• **Problem to work on**: Exactly and only the lines from the one with "Record the location of each instance of the as" through the end of the listing are to be transcribed, both ends included.

(Extracted data entries)

⟨

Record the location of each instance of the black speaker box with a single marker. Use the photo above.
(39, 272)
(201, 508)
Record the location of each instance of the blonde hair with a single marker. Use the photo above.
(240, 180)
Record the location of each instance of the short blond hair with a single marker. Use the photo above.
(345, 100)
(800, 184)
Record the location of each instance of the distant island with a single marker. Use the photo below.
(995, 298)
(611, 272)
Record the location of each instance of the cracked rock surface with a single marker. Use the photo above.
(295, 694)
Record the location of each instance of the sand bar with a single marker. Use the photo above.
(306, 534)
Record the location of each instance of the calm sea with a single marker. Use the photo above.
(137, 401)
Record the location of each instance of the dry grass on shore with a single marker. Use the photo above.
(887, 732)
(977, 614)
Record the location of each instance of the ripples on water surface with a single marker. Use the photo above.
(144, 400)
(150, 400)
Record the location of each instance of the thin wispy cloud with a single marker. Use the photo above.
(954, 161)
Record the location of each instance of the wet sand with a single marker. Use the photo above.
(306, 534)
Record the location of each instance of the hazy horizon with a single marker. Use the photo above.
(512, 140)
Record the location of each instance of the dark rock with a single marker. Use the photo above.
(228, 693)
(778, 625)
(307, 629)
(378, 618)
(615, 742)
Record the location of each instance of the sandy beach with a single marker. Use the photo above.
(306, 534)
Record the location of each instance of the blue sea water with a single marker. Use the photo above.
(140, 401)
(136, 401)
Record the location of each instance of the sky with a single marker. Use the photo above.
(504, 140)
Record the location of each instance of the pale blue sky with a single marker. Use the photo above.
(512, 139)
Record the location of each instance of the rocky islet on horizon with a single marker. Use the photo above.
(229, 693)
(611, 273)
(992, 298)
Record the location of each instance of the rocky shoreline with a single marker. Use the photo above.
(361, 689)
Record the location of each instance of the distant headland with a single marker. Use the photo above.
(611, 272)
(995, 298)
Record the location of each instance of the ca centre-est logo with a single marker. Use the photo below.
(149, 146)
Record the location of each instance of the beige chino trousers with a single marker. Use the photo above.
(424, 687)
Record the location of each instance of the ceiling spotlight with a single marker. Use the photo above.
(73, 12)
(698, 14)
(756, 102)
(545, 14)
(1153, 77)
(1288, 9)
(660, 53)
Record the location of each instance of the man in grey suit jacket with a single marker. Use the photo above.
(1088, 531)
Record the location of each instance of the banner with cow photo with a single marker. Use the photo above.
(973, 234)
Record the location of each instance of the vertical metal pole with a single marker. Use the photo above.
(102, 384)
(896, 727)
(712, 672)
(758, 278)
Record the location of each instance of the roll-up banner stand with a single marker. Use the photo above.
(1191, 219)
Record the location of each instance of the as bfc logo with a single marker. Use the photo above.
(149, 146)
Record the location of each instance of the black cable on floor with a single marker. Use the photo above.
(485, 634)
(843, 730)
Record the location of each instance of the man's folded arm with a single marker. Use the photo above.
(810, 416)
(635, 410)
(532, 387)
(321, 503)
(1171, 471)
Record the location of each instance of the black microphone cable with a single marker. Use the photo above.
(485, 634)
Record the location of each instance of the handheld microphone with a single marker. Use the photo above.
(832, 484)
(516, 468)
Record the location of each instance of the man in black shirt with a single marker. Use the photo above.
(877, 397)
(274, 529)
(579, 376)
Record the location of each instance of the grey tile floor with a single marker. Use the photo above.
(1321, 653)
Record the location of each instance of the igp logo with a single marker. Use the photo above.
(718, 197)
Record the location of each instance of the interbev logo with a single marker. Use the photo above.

⟩

• **Output of the task**:
Record the location of each instance of the as bfc logo with a single marker. Use the photo above.
(149, 146)
Record the location of each instance of the black cable on floor with a single marker. Use the photo above.
(485, 634)
(843, 730)
Record the location of each instance of the man's folded arm with a single marker. Use the photo above.
(810, 416)
(635, 410)
(532, 387)
(321, 503)
(1171, 471)
Record the location of each instance of the black microphone cable with a single marker. Use the photo above.
(485, 634)
Record the location of each instance of the handheld microphone with a single marker. Use the photo above.
(832, 484)
(516, 468)
Record the location of each instance of the man in black shirt with a single marker. Use the photo above.
(877, 397)
(274, 529)
(579, 376)
Record the location of each instance of the grey tile floor with a single marker. Use the photo above.
(1321, 653)
Record the location of each instance of the igp logo with a single marker. Use the photo above.
(718, 197)
Record the location of each instance of the interbev logo with a single marker. Use the photo above.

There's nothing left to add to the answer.